-------- Dataset excerpts --------
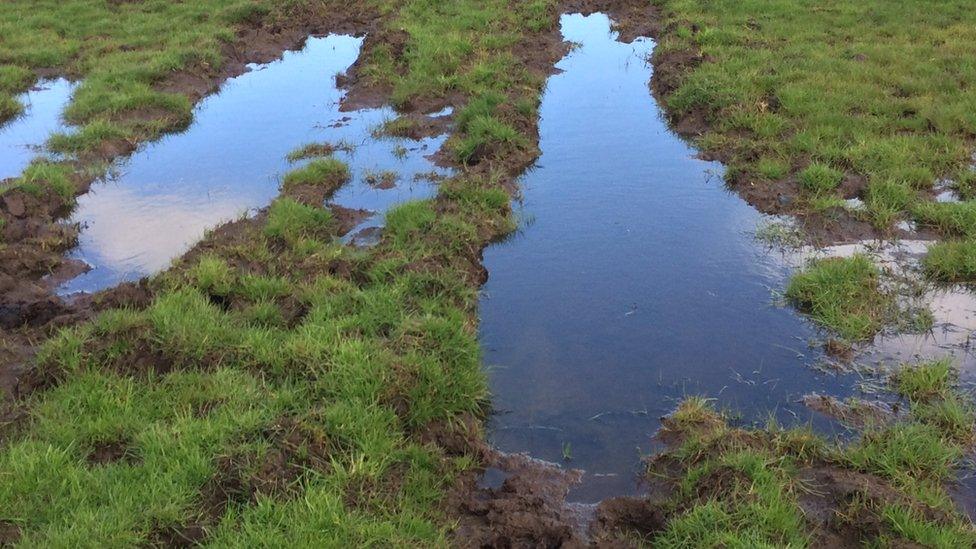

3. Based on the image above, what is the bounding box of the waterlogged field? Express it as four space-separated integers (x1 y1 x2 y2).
0 0 976 547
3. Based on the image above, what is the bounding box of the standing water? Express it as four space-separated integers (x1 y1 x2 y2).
480 14 848 501
0 78 75 180
60 35 452 294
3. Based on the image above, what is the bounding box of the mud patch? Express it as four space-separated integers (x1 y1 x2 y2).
87 439 139 465
803 393 900 428
452 452 588 547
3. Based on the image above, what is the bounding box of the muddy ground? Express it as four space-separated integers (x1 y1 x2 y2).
0 0 968 547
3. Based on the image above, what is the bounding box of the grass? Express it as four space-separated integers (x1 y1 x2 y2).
915 202 976 237
287 142 354 163
282 157 349 191
0 0 314 153
655 0 976 332
922 239 976 283
0 0 551 546
646 360 976 548
656 0 976 229
785 255 892 341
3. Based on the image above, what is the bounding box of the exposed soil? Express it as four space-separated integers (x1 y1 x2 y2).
88 440 136 465
0 520 20 547
0 2 381 397
803 393 899 427
0 0 952 547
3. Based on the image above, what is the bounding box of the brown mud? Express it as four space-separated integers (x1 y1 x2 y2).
0 0 956 547
0 2 381 399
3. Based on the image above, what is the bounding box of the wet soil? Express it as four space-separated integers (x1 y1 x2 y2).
0 6 382 396
0 0 968 546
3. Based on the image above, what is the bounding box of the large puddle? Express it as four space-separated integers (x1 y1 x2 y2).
0 78 76 180
60 35 452 294
480 14 853 501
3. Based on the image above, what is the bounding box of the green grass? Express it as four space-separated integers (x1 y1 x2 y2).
800 164 844 194
644 366 976 548
922 239 976 283
785 255 892 341
0 161 76 207
915 202 976 237
0 0 551 547
655 0 976 229
282 157 349 191
0 0 307 152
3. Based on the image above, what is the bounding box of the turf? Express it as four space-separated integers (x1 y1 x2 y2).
0 0 551 546
654 0 976 312
645 360 976 548
786 255 892 341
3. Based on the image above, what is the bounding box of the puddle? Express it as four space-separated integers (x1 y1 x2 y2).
787 240 976 372
59 35 445 294
0 78 76 180
480 14 854 502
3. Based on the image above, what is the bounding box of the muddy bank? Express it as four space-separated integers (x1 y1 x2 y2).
0 3 381 394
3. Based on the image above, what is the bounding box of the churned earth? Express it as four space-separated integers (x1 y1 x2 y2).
0 0 976 547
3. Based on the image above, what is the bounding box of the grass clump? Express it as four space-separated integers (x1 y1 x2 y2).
914 202 976 237
264 198 333 244
922 239 976 283
286 142 353 163
655 0 976 229
283 157 349 191
799 164 844 194
0 161 75 206
785 255 892 341
640 376 976 547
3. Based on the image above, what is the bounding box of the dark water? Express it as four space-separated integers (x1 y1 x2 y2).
480 14 850 501
0 78 75 179
61 35 452 294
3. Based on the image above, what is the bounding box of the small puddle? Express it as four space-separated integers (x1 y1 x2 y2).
59 35 445 294
480 14 853 502
0 78 76 180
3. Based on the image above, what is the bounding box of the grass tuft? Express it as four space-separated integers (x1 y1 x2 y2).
785 255 892 341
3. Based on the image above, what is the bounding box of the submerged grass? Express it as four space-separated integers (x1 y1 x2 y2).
786 255 893 341
649 360 976 548
654 0 976 326
0 0 554 546
0 0 297 152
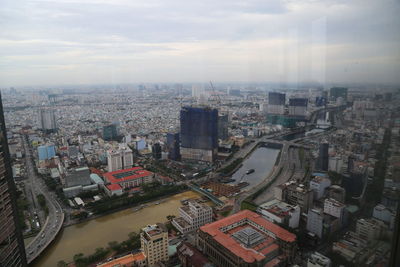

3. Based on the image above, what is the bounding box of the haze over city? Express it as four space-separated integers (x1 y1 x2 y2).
0 0 400 87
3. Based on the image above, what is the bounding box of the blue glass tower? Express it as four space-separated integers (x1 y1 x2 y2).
180 107 218 161
167 133 181 160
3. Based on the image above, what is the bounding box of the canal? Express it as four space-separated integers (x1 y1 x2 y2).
231 146 280 190
32 191 200 267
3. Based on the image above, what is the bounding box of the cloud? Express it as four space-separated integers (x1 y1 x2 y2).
0 0 400 86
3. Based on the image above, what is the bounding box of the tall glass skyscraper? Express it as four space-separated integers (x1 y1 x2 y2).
0 95 27 267
180 107 218 161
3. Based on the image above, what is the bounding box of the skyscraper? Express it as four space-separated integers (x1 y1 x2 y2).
151 143 162 159
39 108 57 133
140 223 169 267
107 146 133 172
289 98 308 117
0 95 27 266
330 87 348 100
218 114 229 140
180 107 218 162
268 92 286 115
103 123 120 141
167 133 181 160
317 143 329 171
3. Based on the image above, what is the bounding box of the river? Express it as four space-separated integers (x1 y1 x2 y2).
232 146 280 190
32 191 200 267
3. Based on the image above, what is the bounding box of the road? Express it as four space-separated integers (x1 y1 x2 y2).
23 137 64 263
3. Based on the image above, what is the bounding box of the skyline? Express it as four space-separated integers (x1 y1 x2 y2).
0 0 400 87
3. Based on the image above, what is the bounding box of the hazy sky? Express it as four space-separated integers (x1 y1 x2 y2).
0 0 400 87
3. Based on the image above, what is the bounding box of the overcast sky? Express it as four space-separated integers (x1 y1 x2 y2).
0 0 400 87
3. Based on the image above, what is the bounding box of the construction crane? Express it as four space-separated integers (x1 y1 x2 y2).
208 81 221 106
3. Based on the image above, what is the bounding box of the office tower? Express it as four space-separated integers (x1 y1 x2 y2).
307 208 324 238
180 107 218 162
289 98 308 117
317 143 329 171
228 89 242 97
172 200 213 234
107 146 133 172
259 102 268 115
268 92 286 115
151 143 162 159
198 210 297 266
38 145 56 160
330 87 348 100
39 108 57 133
307 252 332 267
103 123 119 141
315 96 326 107
167 133 181 160
140 223 169 267
218 114 229 140
0 95 27 266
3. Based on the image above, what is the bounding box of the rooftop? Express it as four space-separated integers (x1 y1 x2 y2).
200 210 296 263
106 184 122 191
104 167 153 184
97 252 146 267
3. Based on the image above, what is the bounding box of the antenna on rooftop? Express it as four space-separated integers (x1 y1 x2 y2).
208 81 221 107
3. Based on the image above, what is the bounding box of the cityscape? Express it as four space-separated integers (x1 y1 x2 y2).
0 0 400 267
2 82 400 266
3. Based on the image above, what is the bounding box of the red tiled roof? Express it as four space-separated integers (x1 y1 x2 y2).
106 184 122 191
200 210 296 263
104 167 153 184
98 252 146 267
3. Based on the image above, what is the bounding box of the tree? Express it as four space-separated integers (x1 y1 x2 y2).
167 215 176 222
57 261 68 267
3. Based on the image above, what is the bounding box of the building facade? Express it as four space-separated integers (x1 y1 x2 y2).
310 176 331 200
104 167 154 189
198 210 297 267
257 199 300 228
274 181 314 213
307 209 324 238
0 95 27 267
167 133 181 160
103 123 119 141
307 252 332 267
289 98 308 117
180 107 218 162
140 223 169 267
38 108 57 132
107 146 133 172
38 145 56 160
172 201 213 234
218 114 229 140
268 92 286 115
316 143 329 171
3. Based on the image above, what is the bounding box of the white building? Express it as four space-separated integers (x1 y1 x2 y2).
172 201 212 234
356 219 386 242
372 204 396 229
140 224 169 267
257 199 300 228
307 252 332 267
107 146 133 172
328 157 344 173
307 209 324 238
310 176 331 200
39 108 57 131
324 198 346 223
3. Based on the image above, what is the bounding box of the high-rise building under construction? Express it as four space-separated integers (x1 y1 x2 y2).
180 107 218 162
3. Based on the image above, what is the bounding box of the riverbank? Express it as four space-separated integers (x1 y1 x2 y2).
32 191 201 267
63 190 191 228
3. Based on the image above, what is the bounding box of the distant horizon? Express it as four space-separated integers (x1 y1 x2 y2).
0 0 400 88
0 81 400 90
--------
= Description of the task =
Rewrite the lines from the line with "of the exposed" up to and including the line with "0 2 381 399", keeping the requests in place. Multiply every bounding-box coordinate in the answers by 0.9 and round each result to a whole number, with halves rounded up.

= Answer for the task =
3. Based on the image above, what is the bounding box of the exposed soil? Express it as four space-separated integers (x1 y1 x2 y2).
79 396 122 419
0 468 18 492
0 2 343 357
723 354 809 384
0 0 857 492
3. Based on the image above, what is the bounding box of the brown mud? Express it as four space-separated integers (x1 y1 x2 y2).
0 0 860 492
0 2 343 359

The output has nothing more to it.